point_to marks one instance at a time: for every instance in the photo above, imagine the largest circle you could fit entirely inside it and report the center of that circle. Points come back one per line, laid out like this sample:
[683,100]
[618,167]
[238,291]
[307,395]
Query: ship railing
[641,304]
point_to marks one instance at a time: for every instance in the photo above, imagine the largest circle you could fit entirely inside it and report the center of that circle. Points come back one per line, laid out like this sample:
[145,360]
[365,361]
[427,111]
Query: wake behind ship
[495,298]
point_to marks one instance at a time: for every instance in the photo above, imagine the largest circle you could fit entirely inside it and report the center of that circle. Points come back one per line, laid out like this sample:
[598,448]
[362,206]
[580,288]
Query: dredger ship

○ ○ ○ ○ ○ ○ ○

**Directions for this task:**
Could you copy the listing word for word, from its very first line through the line containing "Query: ship railing", including that line?

**In response:**
point_to marks one instance at a time: for every instance in the photo above, imagine the largest circle you could fit entirely inside it and report the center of that circle. Points come back one per line, laid out like this sample:
[683,100]
[618,167]
[238,291]
[307,395]
Query: ship railing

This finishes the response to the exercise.